• Saved entries:
Start of Block
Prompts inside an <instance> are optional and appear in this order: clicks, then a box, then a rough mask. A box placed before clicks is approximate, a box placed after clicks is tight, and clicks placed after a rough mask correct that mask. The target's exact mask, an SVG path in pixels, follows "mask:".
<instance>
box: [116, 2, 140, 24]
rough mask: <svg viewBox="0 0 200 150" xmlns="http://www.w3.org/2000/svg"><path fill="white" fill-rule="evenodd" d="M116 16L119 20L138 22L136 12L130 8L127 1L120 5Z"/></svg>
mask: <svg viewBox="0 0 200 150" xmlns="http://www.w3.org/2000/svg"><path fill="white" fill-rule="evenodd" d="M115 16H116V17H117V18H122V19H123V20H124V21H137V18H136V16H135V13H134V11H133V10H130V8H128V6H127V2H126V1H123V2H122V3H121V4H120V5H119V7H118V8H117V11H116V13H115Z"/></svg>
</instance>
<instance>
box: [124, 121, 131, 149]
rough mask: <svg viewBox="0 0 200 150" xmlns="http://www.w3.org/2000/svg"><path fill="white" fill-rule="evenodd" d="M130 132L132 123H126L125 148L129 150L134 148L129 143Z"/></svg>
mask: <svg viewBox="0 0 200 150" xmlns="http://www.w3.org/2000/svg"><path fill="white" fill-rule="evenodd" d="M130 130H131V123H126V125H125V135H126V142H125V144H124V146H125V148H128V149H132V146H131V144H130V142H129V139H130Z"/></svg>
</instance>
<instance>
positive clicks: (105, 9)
End of Block
• What the task asks:
Copy the saved entries above word for word, from the first line through the last.

• The completed task:
Prompts inside an <instance> are optional and appear in this order: clicks, then a box, then a rough mask. A box placed before clicks is approximate, a box placed after clicks is tight, and clicks placed after a rough mask correct that mask. The target's exact mask, an SVG path in pixels, follows "mask:".
<instance>
box: [116, 2, 140, 24]
rough mask: <svg viewBox="0 0 200 150" xmlns="http://www.w3.org/2000/svg"><path fill="white" fill-rule="evenodd" d="M116 16L119 20L138 22L136 12L130 8L127 1L120 5Z"/></svg>
mask: <svg viewBox="0 0 200 150" xmlns="http://www.w3.org/2000/svg"><path fill="white" fill-rule="evenodd" d="M115 16H116V17H117V18H122V19H123V20H124V21H137V18H136V16H135V13H134V11H133V10H130V8H128V6H127V2H126V1H123V2H122V3H121V4H120V5H119V7H118V8H117V11H116V13H115Z"/></svg>
</instance>
<instance>
box: [124, 121, 131, 149]
rough mask: <svg viewBox="0 0 200 150" xmlns="http://www.w3.org/2000/svg"><path fill="white" fill-rule="evenodd" d="M130 132L132 123H126L125 148L129 150L134 148L129 143Z"/></svg>
mask: <svg viewBox="0 0 200 150" xmlns="http://www.w3.org/2000/svg"><path fill="white" fill-rule="evenodd" d="M130 130H131V123H126V125H125V135H126V142H125V144H124V146H125V148H128V149H132V146H131V144H130V142H129V139H130Z"/></svg>
</instance>
<instance>
positive clicks: (105, 9)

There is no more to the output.